◆ **Text segment**
Levy said that in a separate project, the Scripps team is working with another oncologist to determine whether it will be possible to use sequencing data to guide treatment with chemotherapy. "Chemotherapy cocktails are also specific inhibitors," he noted. "They may inhibit many more targets, but they are still specific to some degree. So having an understanding of how to apply those would actually be very useful."
The Scripps researchers are also examining the effect of tumor heterogeneity on sequencing data. Since tumors exhibit a high degree of variability, researchers know that all the DNA collected from a tumor isn't from mutated cells, but they don't know the exact proportion of these mutated cells within any given sample, and how that might impact sequencing results.
In order to get a better handle on the extent of mutational change across a tumor, Levy and colleagues sampled and sequenced six different loci within a single colon adenocarcinoma. They found that each locus harbored different numbers of mutations, with some regions of the tumor exhibiting many unique variants and the others bearing relatively few.

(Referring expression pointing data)
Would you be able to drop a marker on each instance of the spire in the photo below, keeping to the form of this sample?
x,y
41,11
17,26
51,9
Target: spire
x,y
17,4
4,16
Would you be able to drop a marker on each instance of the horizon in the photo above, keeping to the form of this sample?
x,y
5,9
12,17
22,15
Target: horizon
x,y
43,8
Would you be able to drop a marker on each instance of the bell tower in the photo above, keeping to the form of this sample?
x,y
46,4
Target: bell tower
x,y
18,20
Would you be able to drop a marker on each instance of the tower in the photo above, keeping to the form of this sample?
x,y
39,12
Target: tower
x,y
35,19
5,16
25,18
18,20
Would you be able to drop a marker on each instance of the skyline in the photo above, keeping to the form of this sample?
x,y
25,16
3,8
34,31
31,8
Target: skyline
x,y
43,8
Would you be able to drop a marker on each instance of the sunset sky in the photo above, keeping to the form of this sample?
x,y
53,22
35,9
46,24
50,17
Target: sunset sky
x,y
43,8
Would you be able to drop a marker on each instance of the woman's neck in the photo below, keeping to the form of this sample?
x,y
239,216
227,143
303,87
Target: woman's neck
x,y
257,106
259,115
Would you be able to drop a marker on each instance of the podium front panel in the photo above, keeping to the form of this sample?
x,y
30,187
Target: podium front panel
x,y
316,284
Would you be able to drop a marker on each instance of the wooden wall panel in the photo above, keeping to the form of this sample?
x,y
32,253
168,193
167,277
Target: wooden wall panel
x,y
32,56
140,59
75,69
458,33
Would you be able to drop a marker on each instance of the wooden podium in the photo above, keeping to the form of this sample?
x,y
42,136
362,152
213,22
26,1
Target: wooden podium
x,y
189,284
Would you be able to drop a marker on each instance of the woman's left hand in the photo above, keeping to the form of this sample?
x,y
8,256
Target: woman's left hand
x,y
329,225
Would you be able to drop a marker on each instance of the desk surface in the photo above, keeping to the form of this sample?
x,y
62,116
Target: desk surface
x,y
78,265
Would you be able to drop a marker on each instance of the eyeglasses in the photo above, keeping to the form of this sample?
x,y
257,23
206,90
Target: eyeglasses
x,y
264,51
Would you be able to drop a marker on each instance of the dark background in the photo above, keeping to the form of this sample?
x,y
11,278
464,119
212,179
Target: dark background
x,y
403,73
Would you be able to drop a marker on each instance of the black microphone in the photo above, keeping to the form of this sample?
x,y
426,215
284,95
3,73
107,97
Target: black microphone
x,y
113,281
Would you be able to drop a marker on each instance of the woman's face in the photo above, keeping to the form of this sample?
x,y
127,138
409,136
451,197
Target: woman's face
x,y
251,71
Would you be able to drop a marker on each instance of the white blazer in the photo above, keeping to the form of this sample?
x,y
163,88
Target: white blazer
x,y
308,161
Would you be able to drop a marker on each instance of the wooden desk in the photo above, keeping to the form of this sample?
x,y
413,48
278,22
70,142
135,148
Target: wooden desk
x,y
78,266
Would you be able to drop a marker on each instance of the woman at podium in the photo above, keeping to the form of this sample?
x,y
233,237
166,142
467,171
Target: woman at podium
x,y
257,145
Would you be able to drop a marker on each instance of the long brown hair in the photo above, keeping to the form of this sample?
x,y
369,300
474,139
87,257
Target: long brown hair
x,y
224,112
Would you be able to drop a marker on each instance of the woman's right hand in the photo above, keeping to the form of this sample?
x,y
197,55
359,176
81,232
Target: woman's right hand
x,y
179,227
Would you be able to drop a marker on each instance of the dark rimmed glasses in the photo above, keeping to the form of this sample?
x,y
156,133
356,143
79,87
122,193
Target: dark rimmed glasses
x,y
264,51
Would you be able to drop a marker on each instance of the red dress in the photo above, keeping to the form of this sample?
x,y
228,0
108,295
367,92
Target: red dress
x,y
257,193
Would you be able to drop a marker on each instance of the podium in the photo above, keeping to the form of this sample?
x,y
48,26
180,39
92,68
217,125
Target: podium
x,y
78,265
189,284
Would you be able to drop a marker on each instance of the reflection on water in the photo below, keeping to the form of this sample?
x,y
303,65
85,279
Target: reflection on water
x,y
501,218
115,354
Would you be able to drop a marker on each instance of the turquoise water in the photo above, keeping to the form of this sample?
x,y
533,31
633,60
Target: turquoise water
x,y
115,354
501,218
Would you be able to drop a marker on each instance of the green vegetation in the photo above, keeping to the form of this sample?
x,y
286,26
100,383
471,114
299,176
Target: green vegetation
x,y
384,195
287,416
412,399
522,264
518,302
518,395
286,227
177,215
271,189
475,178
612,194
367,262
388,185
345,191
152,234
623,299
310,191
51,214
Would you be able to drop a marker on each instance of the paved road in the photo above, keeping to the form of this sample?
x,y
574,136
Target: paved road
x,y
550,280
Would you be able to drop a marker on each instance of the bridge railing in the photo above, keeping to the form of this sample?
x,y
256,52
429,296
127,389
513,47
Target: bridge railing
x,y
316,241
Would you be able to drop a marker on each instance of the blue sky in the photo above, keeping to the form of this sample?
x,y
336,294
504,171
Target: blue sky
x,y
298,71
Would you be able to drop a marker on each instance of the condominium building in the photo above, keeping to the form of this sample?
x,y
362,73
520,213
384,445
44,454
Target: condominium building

◆ **Brief 1**
Answer these questions about the Scripps sequencing passage:
(a) In the separate project with another oncologist, what might sequencing data be used to guide?
(b) How many different loci within a single colon adenocarcinoma were sampled and sequenced?
(c) What did the researchers find that each locus harbored?
◆ **Brief 2**
Extend the Scripps sequencing passage, picking up after its last sentence.
The data has no connection to the text.

◆ **Result 1**
(a) Treatment with chemotherapy.
(b) Six.
(c) Different numbers of mutations.

◆ **Result 2**
Levy said that his team is hoping to extend this work into additional tumor types in order to develop a sampling strategy that captures the most relevant mutations in a given tumor. One aspect of the study, he noted, is to "determine whether the ability to provide a molecular profile changes if you sample in different locations, and by how much." More importantly, the researchers want to determine whether these mutational differences would have any impact on the recommended course of treatment for cancer patients.
The Scripps researchers would also like to use this information to determine how many reads are necessary to call a variant based on the ratio of tumor and normal tissue in a given region of a tumor. If they can get a better handle on the fraction of DNA from a given sample that comes from mutated cells as opposed to normal cells, "you might be able to tailor how you apply these filters of what fraction of reads you'd expect to be mutated," Levy said.
As the Scripps researchers look to scale up their efforts to sequence more cancer patients, Levy said they expect to discover additional issues that will need to be addressed. In the meantime, they plan to apply a range of methods for each patient, including exome sequencing, whole-genome sequencing, and SNP-based genotyping.
"Depending on the requirements for the patient and what the oncologist sees as being important in terms of time, we're adapting our method," he said.
One area the group is interested in exploring is the impact of whole-genome data on treatment decisions.
"We went from testing for certain genes that are frequently mutated to looking at everything, and the question is, 'How does learning all the mutations really help?' I think that's going to be the next big challenge," he said.
"Coming up with a strategy that would really leverage that information to help with treatment is partly science and it's partly driven by the clinical requirement, and I think that's a wonderful place for us to be working right now," he added.